[Start of section]
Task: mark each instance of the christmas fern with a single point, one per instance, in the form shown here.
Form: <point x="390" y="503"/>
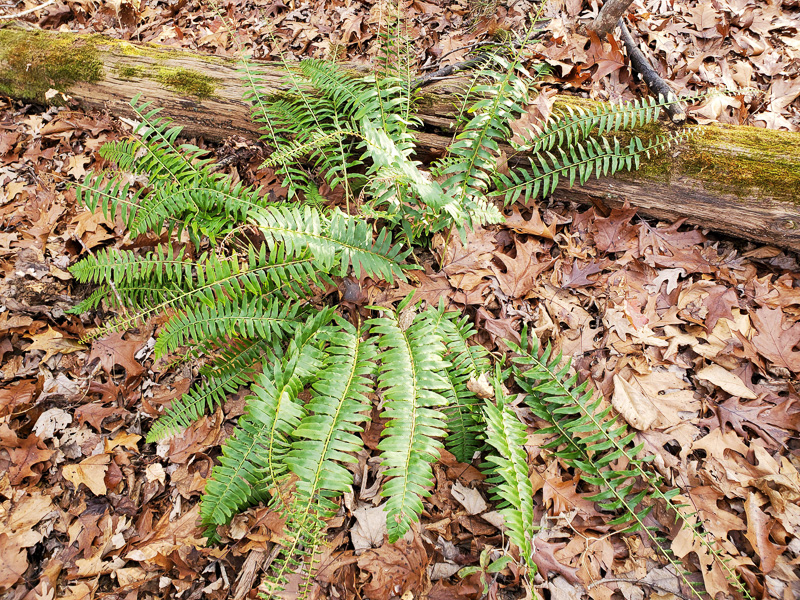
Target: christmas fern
<point x="244" y="296"/>
<point x="587" y="437"/>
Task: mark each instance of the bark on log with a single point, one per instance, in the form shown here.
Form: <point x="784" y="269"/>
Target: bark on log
<point x="741" y="181"/>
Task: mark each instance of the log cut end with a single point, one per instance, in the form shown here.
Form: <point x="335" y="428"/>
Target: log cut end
<point x="32" y="62"/>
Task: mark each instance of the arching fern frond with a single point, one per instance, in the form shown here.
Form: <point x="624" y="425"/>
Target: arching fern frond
<point x="508" y="436"/>
<point x="232" y="369"/>
<point x="465" y="362"/>
<point x="588" y="437"/>
<point x="340" y="238"/>
<point x="253" y="457"/>
<point x="410" y="377"/>
<point x="593" y="157"/>
<point x="247" y="317"/>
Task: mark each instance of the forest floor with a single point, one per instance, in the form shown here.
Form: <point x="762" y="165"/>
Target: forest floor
<point x="699" y="329"/>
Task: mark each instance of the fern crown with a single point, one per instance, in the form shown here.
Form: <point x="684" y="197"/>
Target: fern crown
<point x="241" y="294"/>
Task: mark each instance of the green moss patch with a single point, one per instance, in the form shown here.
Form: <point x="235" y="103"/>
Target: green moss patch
<point x="186" y="82"/>
<point x="736" y="160"/>
<point x="128" y="72"/>
<point x="32" y="62"/>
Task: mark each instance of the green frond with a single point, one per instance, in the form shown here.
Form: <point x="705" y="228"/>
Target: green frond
<point x="592" y="157"/>
<point x="112" y="195"/>
<point x="477" y="149"/>
<point x="340" y="238"/>
<point x="253" y="457"/>
<point x="234" y="368"/>
<point x="326" y="436"/>
<point x="572" y="125"/>
<point x="217" y="280"/>
<point x="257" y="318"/>
<point x="465" y="362"/>
<point x="508" y="436"/>
<point x="410" y="379"/>
<point x="588" y="438"/>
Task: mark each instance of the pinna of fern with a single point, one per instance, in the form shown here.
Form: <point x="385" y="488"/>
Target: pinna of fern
<point x="590" y="439"/>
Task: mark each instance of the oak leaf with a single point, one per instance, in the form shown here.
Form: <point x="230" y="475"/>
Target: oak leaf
<point x="774" y="342"/>
<point x="24" y="458"/>
<point x="90" y="472"/>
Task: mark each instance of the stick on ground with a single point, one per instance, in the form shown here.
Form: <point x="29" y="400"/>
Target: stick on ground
<point x="654" y="82"/>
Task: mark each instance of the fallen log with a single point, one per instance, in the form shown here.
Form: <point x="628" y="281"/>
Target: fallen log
<point x="742" y="181"/>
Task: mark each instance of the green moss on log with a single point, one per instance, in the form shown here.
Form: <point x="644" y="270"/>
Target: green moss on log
<point x="742" y="161"/>
<point x="32" y="62"/>
<point x="128" y="72"/>
<point x="186" y="82"/>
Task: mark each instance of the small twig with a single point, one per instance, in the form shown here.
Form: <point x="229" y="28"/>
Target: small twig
<point x="655" y="84"/>
<point x="654" y="586"/>
<point x="449" y="70"/>
<point x="28" y="11"/>
<point x="609" y="16"/>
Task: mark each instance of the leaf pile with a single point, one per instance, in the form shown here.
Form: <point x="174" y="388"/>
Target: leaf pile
<point x="694" y="340"/>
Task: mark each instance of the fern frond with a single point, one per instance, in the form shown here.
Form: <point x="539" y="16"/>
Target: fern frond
<point x="336" y="411"/>
<point x="235" y="367"/>
<point x="216" y="281"/>
<point x="410" y="377"/>
<point x="593" y="157"/>
<point x="253" y="457"/>
<point x="259" y="318"/>
<point x="588" y="438"/>
<point x="340" y="239"/>
<point x="112" y="195"/>
<point x="508" y="436"/>
<point x="326" y="438"/>
<point x="477" y="145"/>
<point x="572" y="125"/>
<point x="465" y="362"/>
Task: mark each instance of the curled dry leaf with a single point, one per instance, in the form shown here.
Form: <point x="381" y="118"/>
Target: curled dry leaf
<point x="90" y="472"/>
<point x="469" y="498"/>
<point x="636" y="408"/>
<point x="724" y="379"/>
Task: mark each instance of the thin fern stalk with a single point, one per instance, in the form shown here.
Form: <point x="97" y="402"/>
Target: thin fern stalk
<point x="634" y="465"/>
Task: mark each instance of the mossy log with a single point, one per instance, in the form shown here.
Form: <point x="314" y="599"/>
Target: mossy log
<point x="741" y="181"/>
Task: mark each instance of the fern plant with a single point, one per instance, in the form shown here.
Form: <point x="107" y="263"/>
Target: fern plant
<point x="241" y="295"/>
<point x="588" y="438"/>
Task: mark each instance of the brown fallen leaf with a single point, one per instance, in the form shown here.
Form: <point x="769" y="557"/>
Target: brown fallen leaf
<point x="24" y="458"/>
<point x="13" y="561"/>
<point x="633" y="404"/>
<point x="774" y="342"/>
<point x="727" y="381"/>
<point x="90" y="472"/>
<point x="53" y="342"/>
<point x="759" y="526"/>
<point x="395" y="569"/>
<point x="532" y="226"/>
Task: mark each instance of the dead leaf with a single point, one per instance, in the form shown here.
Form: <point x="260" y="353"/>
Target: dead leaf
[End of section]
▶ [What is needed]
Among the lines above, which ones include the word "dead"? Copy them.

▶ [Written answer]
Task: mark each instance of the dead leaf with a single point, one per instance, in the form shown here.
Target: dead leaf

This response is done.